··· Record set ···
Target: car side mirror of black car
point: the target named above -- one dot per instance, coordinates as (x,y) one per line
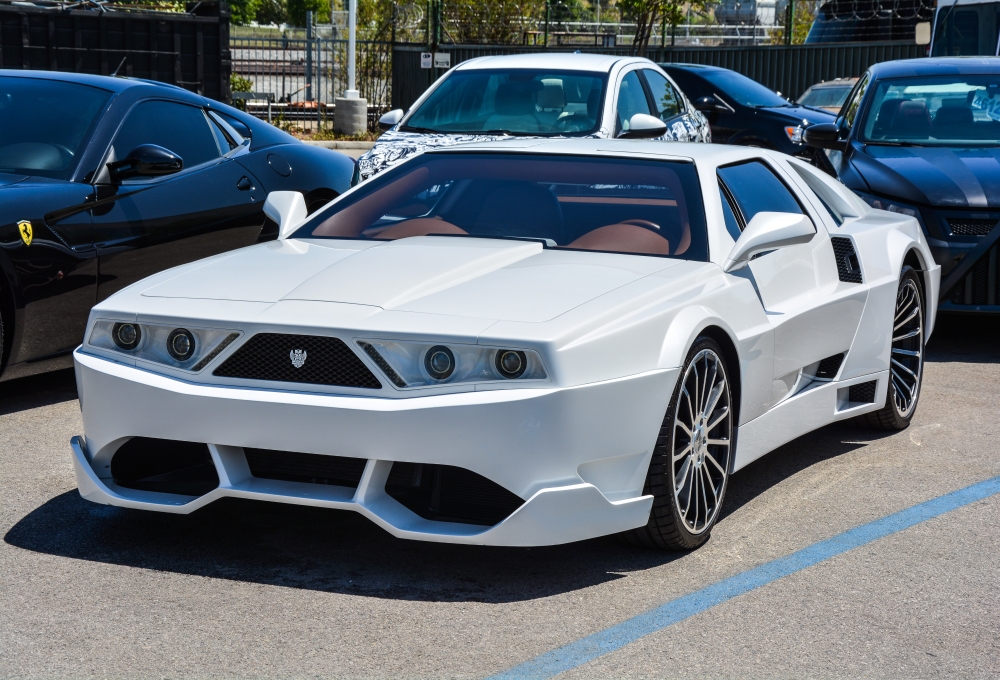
(145,160)
(712,104)
(824,136)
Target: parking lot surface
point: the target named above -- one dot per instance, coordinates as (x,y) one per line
(249,589)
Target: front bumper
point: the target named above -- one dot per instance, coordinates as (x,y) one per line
(577,456)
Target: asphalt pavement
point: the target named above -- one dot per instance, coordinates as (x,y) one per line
(250,589)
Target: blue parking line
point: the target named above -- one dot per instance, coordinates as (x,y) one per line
(593,646)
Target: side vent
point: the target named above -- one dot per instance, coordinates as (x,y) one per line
(828,367)
(848,266)
(862,393)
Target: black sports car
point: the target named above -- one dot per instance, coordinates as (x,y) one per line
(104,181)
(922,137)
(742,111)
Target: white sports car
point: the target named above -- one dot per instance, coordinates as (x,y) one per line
(513,344)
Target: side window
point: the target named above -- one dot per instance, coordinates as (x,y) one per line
(756,188)
(854,102)
(631,100)
(179,128)
(665,98)
(732,224)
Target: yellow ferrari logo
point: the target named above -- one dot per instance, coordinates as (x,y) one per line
(24,226)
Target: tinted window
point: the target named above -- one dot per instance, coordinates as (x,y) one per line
(631,100)
(665,97)
(757,189)
(732,224)
(180,128)
(745,91)
(520,101)
(46,124)
(583,203)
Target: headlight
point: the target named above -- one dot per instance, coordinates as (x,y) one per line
(891,206)
(420,364)
(191,349)
(794,133)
···
Exercise – Output exactly one stretch of the listing: from the line containing "Target: side window" through the line containing "Target: tinted window", both end lines included.

Worked solution –
Target: side window
point: the target named above -- one dot per instance, coordinates as (x,y) one per line
(756,188)
(854,102)
(631,100)
(179,128)
(665,98)
(732,224)
Target: yellow ferrari logo
point: the target named above -- one dot per instance, coordinates as (x,y) one per line
(24,226)
Target: tinted window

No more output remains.